- **GOAL OF THE EXERCISE**
In the web scraping notebook, which neighbourhood does the printed table list for the postcode M3A?

- **SOURCE PASSAGE**
-----

# Part One
## Web Scraping and Data Cleaning

I known you can read the url directly from Pandas, but let's practice using Beautiful Soup. We'll use requests to get the html code from the url, then use Beatuiful Soup to find the table on the page. We'll then pass that table to pandas to make a dataframe

In [1]:
# import dependencies
from bs4 import BeautifulSoup
from pprint import pprint
import requests
import pandas as pd
import numpy as np

In [2]:
# get html info using requests
url = 'https://en.wikipedia.org/wiki/List_of_postal_codes_of_Canada:_M'
r = requests.get(url)
doc = r.content

In [3]:
# read html into bs object
soup = BeautifulSoup(doc, 'lxml')
# print(soup.prettify())

In [4]:
# get just the table on the wikipedia page
table = soup.find('table')
print(table.prettify())

<table class="wikitable sortable">
 <tbody>
  <tr>
   <th>
    Postcode
   </th>
   <th>
    Borough
   </th>
   <th>
    Neighbourhood
   </th>
  </tr>
  <tr>
   <td>
    M1A
   </td>
   <td>
    Not assigned
   </td>
   <td>
    Not assigned
   </td>
  </tr>
  <tr>
   <td>
    M2A
   </td>
   <td>
    Not assigned
   </td>
   <td>
    Not assigned
   </td>
  </tr>
  <tr>
   <td>
    M3A
   </td>
   <td>
    <a href="/wiki/North_York" title="North York">
     North York
    </a>
   </td>
   <td>
    <a href="/wiki/Parkwoods" title="Parkwoods">
     Parkwoods
    </a>
   </td>
  </tr>
  <tr>
   <td>
    M4A
   </td>
   <td>
    <a href="/wiki/North_York" title="North York">
     North York
    </a>
   </td>
   <td>
    <a href="/wiki/Victoria_Village" title="Victoria Village">
     Victoria Village
    </a>
   </td>
  </tr>
  <tr>
   <td>
    M5A
   </td>
   <td>
    <a href="/wiki/Downtown_Toronto" title="Downtown Toronto">
     Downtown Toronto
    </a>
   </td>
   <td>
    <a href="

-----

- **LISTED RECORDS**
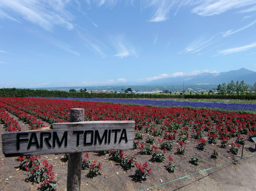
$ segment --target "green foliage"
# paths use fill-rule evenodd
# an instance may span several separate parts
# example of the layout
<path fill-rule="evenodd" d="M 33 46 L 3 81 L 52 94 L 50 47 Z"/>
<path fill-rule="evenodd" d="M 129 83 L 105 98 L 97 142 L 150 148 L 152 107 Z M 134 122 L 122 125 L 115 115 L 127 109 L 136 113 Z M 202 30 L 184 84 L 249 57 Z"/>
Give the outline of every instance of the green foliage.
<path fill-rule="evenodd" d="M 230 151 L 233 155 L 237 155 L 239 148 L 240 147 L 241 145 L 239 144 L 232 142 L 231 143 L 231 148 L 230 149 Z"/>
<path fill-rule="evenodd" d="M 152 133 L 153 130 L 151 127 L 147 127 L 145 128 L 145 133 Z"/>
<path fill-rule="evenodd" d="M 206 143 L 201 142 L 197 144 L 196 146 L 196 147 L 198 149 L 202 151 L 203 150 L 204 150 L 204 147 L 205 147 L 206 145 Z"/>
<path fill-rule="evenodd" d="M 213 149 L 213 152 L 211 154 L 211 158 L 217 158 L 218 155 L 219 155 L 219 152 L 217 151 L 215 149 Z"/>
<path fill-rule="evenodd" d="M 89 155 L 87 153 L 83 157 L 83 159 L 82 161 L 82 170 L 89 169 L 91 165 L 91 161 L 89 160 Z"/>
<path fill-rule="evenodd" d="M 208 138 L 207 139 L 207 142 L 210 144 L 216 144 L 217 143 L 217 140 L 211 136 Z"/>
<path fill-rule="evenodd" d="M 236 142 L 237 143 L 240 145 L 243 145 L 245 143 L 245 139 L 243 137 L 240 136 L 240 137 L 238 137 L 236 140 Z"/>
<path fill-rule="evenodd" d="M 120 166 L 125 170 L 130 169 L 132 167 L 134 167 L 135 159 L 135 156 L 125 155 L 121 159 Z"/>
<path fill-rule="evenodd" d="M 179 137 L 179 138 L 178 139 L 177 142 L 178 142 L 180 140 L 182 140 L 183 142 L 185 142 L 187 140 L 187 136 L 186 135 L 182 135 L 180 137 Z"/>
<path fill-rule="evenodd" d="M 109 154 L 110 160 L 117 162 L 119 162 L 121 157 L 120 150 L 113 150 L 109 151 Z"/>
<path fill-rule="evenodd" d="M 89 172 L 87 174 L 87 177 L 93 178 L 97 175 L 101 174 L 101 165 L 100 163 L 96 164 L 96 162 L 94 160 L 91 163 Z"/>
<path fill-rule="evenodd" d="M 140 153 L 141 155 L 150 155 L 153 153 L 153 148 L 149 144 L 141 144 L 141 146 L 139 147 L 139 148 L 141 150 Z"/>
<path fill-rule="evenodd" d="M 173 143 L 171 140 L 165 140 L 162 142 L 160 145 L 160 148 L 162 150 L 165 148 L 168 151 L 171 151 L 173 147 Z"/>
<path fill-rule="evenodd" d="M 134 140 L 133 149 L 136 149 L 138 148 L 138 144 L 139 144 L 139 141 L 135 142 Z"/>
<path fill-rule="evenodd" d="M 126 93 L 127 93 L 128 91 L 132 91 L 132 88 L 131 88 L 130 87 L 129 87 L 129 88 L 127 88 L 125 90 L 124 90 L 124 91 Z"/>
<path fill-rule="evenodd" d="M 152 132 L 152 135 L 154 136 L 161 136 L 163 134 L 163 131 L 161 129 L 158 129 Z"/>
<path fill-rule="evenodd" d="M 175 165 L 172 161 L 169 162 L 168 165 L 166 166 L 166 169 L 169 173 L 174 173 L 175 170 Z"/>
<path fill-rule="evenodd" d="M 152 136 L 149 136 L 146 139 L 146 142 L 150 144 L 153 144 L 155 142 L 155 140 Z"/>
<path fill-rule="evenodd" d="M 178 130 L 181 128 L 181 126 L 180 124 L 174 122 L 169 125 L 169 126 L 167 127 L 167 130 L 172 131 L 174 130 Z"/>
<path fill-rule="evenodd" d="M 196 153 L 195 156 L 192 156 L 191 157 L 191 159 L 190 160 L 189 160 L 189 162 L 191 164 L 196 166 L 198 165 L 198 163 L 200 162 L 200 161 L 199 160 Z"/>
<path fill-rule="evenodd" d="M 137 132 L 135 134 L 135 138 L 136 139 L 142 139 L 144 135 L 141 132 Z"/>

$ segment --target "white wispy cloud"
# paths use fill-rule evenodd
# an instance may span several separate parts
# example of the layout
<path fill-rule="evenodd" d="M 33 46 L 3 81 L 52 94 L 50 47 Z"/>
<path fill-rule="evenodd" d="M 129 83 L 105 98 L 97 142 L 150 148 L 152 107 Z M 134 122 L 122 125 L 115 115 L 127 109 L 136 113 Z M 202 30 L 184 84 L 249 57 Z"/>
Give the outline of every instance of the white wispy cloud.
<path fill-rule="evenodd" d="M 82 44 L 103 58 L 107 56 L 101 48 L 103 47 L 105 49 L 108 48 L 104 44 L 92 36 L 87 31 L 82 31 L 76 29 L 76 31 L 82 40 Z"/>
<path fill-rule="evenodd" d="M 246 29 L 247 28 L 248 28 L 248 27 L 254 25 L 256 23 L 256 20 L 255 20 L 254 21 L 252 21 L 249 24 L 247 25 L 246 26 L 242 27 L 242 28 L 240 28 L 240 29 L 236 30 L 236 31 L 233 31 L 233 29 L 229 30 L 224 33 L 222 36 L 223 36 L 223 37 L 226 37 L 226 36 L 227 36 L 228 35 L 232 35 L 232 34 L 236 33 L 237 32 L 239 32 L 239 31 L 242 31 L 243 30 L 244 30 Z"/>
<path fill-rule="evenodd" d="M 192 9 L 192 12 L 199 15 L 210 16 L 233 9 L 248 10 L 248 7 L 254 5 L 256 5 L 256 1 L 254 0 L 206 0 L 200 1 Z"/>
<path fill-rule="evenodd" d="M 174 15 L 181 9 L 185 9 L 194 3 L 193 0 L 143 0 L 141 1 L 142 9 L 152 7 L 153 16 L 150 22 L 164 21 L 169 18 L 171 10 L 176 9 Z"/>
<path fill-rule="evenodd" d="M 14 18 L 15 15 L 51 31 L 55 25 L 72 29 L 73 16 L 65 8 L 69 1 L 62 0 L 1 0 L 0 18 L 20 22 Z M 11 16 L 10 15 L 12 15 Z"/>
<path fill-rule="evenodd" d="M 249 13 L 250 12 L 255 11 L 256 11 L 256 6 L 253 6 L 250 7 L 250 8 L 248 8 L 248 9 L 240 11 L 239 11 L 239 13 Z"/>
<path fill-rule="evenodd" d="M 82 82 L 82 83 L 86 85 L 108 85 L 126 82 L 127 80 L 125 78 L 119 78 L 117 80 L 108 80 L 106 81 L 95 81 L 92 82 Z"/>
<path fill-rule="evenodd" d="M 220 51 L 219 51 L 219 53 L 223 55 L 228 55 L 228 54 L 232 54 L 233 53 L 245 51 L 256 47 L 256 42 L 248 45 L 240 46 L 240 47 L 230 48 L 229 49 L 226 49 L 225 50 Z"/>
<path fill-rule="evenodd" d="M 169 1 L 166 0 L 152 0 L 150 5 L 154 5 L 156 8 L 153 16 L 149 20 L 150 22 L 159 22 L 167 19 L 168 14 L 173 5 Z"/>
<path fill-rule="evenodd" d="M 196 70 L 188 73 L 182 72 L 176 72 L 171 75 L 171 77 L 175 77 L 183 76 L 193 76 L 195 75 L 197 75 L 200 73 L 200 71 L 198 70 Z"/>
<path fill-rule="evenodd" d="M 72 47 L 70 45 L 55 38 L 50 36 L 43 34 L 38 31 L 28 30 L 28 31 L 34 35 L 41 37 L 47 40 L 50 44 L 56 46 L 62 50 L 77 56 L 80 56 L 78 52 L 72 49 Z"/>
<path fill-rule="evenodd" d="M 169 75 L 167 74 L 162 74 L 160 75 L 159 75 L 159 76 L 155 76 L 152 77 L 149 77 L 144 78 L 137 79 L 136 80 L 136 81 L 138 82 L 150 82 L 151 81 L 154 80 L 155 80 L 170 77 L 175 78 L 176 77 L 183 76 L 192 76 L 197 75 L 200 73 L 200 71 L 199 70 L 196 70 L 195 71 L 192 71 L 188 73 L 185 73 L 182 72 L 175 72 L 175 73 L 173 73 L 173 74 L 171 74 L 171 75 Z"/>
<path fill-rule="evenodd" d="M 157 39 L 158 38 L 158 36 L 157 36 L 156 37 L 156 38 L 155 38 L 155 40 L 154 41 L 154 45 L 156 44 L 156 41 L 157 41 Z"/>
<path fill-rule="evenodd" d="M 118 2 L 118 0 L 85 0 L 85 2 L 89 5 L 96 4 L 98 7 L 105 6 L 108 8 L 113 8 Z"/>
<path fill-rule="evenodd" d="M 137 49 L 129 42 L 124 36 L 119 35 L 111 38 L 117 52 L 114 56 L 122 58 L 130 56 L 136 57 L 139 56 Z"/>
<path fill-rule="evenodd" d="M 203 71 L 204 72 L 206 72 L 207 73 L 218 73 L 218 72 L 217 72 L 217 71 L 216 70 L 210 71 L 209 70 L 205 69 L 203 70 Z"/>
<path fill-rule="evenodd" d="M 162 74 L 159 76 L 153 76 L 152 77 L 149 77 L 148 78 L 145 78 L 138 79 L 136 81 L 139 82 L 149 82 L 155 80 L 158 80 L 159 79 L 162 79 L 165 78 L 171 77 L 171 76 L 166 74 Z"/>
<path fill-rule="evenodd" d="M 195 53 L 198 52 L 213 43 L 214 42 L 212 40 L 216 36 L 216 35 L 214 35 L 210 38 L 207 38 L 205 36 L 202 36 L 197 38 L 189 44 L 181 52 L 181 53 Z"/>

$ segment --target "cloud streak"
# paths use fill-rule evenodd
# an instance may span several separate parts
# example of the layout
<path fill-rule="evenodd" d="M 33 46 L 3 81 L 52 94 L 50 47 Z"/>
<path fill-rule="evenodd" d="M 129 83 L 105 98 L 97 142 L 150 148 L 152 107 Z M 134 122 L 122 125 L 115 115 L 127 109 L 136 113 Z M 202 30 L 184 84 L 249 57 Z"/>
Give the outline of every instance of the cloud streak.
<path fill-rule="evenodd" d="M 229 54 L 232 54 L 233 53 L 245 51 L 256 47 L 256 42 L 248 45 L 240 46 L 240 47 L 230 48 L 229 49 L 226 49 L 225 50 L 220 51 L 219 51 L 219 53 L 221 55 L 226 55 Z"/>
<path fill-rule="evenodd" d="M 150 81 L 168 78 L 169 77 L 171 77 L 171 76 L 166 74 L 162 74 L 159 76 L 153 76 L 152 77 L 138 79 L 137 80 L 137 81 L 139 82 L 150 82 Z"/>
<path fill-rule="evenodd" d="M 192 9 L 192 12 L 203 16 L 219 15 L 233 9 L 243 8 L 256 5 L 253 0 L 206 0 Z"/>
<path fill-rule="evenodd" d="M 43 35 L 39 31 L 30 30 L 28 30 L 28 31 L 32 34 L 47 40 L 50 44 L 52 44 L 66 52 L 71 53 L 71 54 L 73 54 L 77 56 L 80 56 L 80 54 L 78 52 L 73 50 L 71 46 L 65 42 L 59 40 L 50 36 Z"/>
<path fill-rule="evenodd" d="M 62 0 L 1 0 L 0 18 L 20 22 L 10 16 L 15 13 L 46 31 L 52 30 L 55 25 L 64 26 L 70 30 L 74 27 L 71 22 L 73 16 L 65 9 L 68 2 Z"/>
<path fill-rule="evenodd" d="M 216 71 L 209 71 L 208 70 L 204 70 L 204 72 L 209 72 L 210 73 L 217 73 Z M 149 77 L 148 78 L 144 78 L 137 79 L 136 81 L 138 82 L 150 82 L 152 80 L 158 80 L 160 79 L 165 78 L 169 77 L 176 78 L 176 77 L 184 76 L 193 76 L 197 75 L 201 73 L 201 71 L 196 70 L 194 71 L 192 71 L 190 72 L 186 73 L 182 72 L 175 72 L 173 74 L 169 75 L 167 74 L 162 74 L 159 76 L 155 76 L 152 77 Z"/>
<path fill-rule="evenodd" d="M 127 40 L 124 36 L 118 35 L 112 38 L 111 41 L 117 52 L 114 56 L 123 58 L 129 56 L 139 56 L 137 49 Z"/>
<path fill-rule="evenodd" d="M 215 35 L 209 38 L 204 36 L 198 38 L 189 44 L 181 53 L 196 53 L 200 52 L 213 43 L 212 40 L 216 36 Z"/>
<path fill-rule="evenodd" d="M 100 56 L 102 58 L 105 57 L 107 55 L 103 52 L 101 47 L 106 49 L 108 47 L 96 38 L 93 37 L 88 32 L 76 30 L 79 36 L 82 40 L 82 44 L 88 49 Z"/>
<path fill-rule="evenodd" d="M 239 32 L 240 31 L 242 31 L 243 30 L 244 30 L 246 29 L 247 28 L 248 28 L 248 27 L 249 27 L 254 25 L 256 23 L 256 20 L 255 20 L 252 22 L 251 23 L 250 23 L 249 25 L 247 25 L 246 26 L 244 26 L 243 27 L 242 27 L 242 28 L 240 28 L 240 29 L 236 30 L 236 31 L 233 31 L 233 29 L 228 31 L 227 31 L 224 33 L 222 36 L 223 36 L 223 37 L 226 37 L 230 35 L 232 35 L 232 34 L 234 34 L 237 33 L 237 32 Z"/>

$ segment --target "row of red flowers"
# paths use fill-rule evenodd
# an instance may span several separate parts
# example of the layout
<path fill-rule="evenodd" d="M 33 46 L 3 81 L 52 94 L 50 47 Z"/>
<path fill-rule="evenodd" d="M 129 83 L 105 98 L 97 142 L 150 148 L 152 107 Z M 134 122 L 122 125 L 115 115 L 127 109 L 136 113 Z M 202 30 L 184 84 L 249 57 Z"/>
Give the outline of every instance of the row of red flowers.
<path fill-rule="evenodd" d="M 0 103 L 0 107 L 1 106 Z M 0 121 L 4 124 L 7 131 L 17 131 L 21 130 L 19 122 L 2 109 L 0 109 Z"/>

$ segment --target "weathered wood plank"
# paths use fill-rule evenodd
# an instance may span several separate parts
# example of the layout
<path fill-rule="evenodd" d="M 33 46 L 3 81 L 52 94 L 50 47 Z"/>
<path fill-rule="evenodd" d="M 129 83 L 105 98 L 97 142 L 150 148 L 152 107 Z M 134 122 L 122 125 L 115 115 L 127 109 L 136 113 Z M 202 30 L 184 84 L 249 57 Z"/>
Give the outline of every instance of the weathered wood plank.
<path fill-rule="evenodd" d="M 3 153 L 6 156 L 13 156 L 132 148 L 134 122 L 121 123 L 117 127 L 106 124 L 109 125 L 98 127 L 3 133 Z"/>
<path fill-rule="evenodd" d="M 70 122 L 84 121 L 84 109 L 71 109 L 70 114 Z M 67 191 L 80 191 L 82 159 L 82 153 L 69 154 L 67 178 Z"/>
<path fill-rule="evenodd" d="M 89 121 L 72 123 L 54 123 L 51 125 L 53 129 L 72 129 L 84 128 L 90 129 L 97 129 L 99 127 L 108 129 L 118 129 L 125 127 L 133 127 L 135 126 L 134 121 Z M 126 127 L 127 128 L 127 127 Z"/>

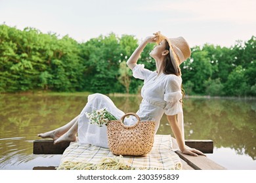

-----

- **EXERCISE SOLUTION**
Parkwoods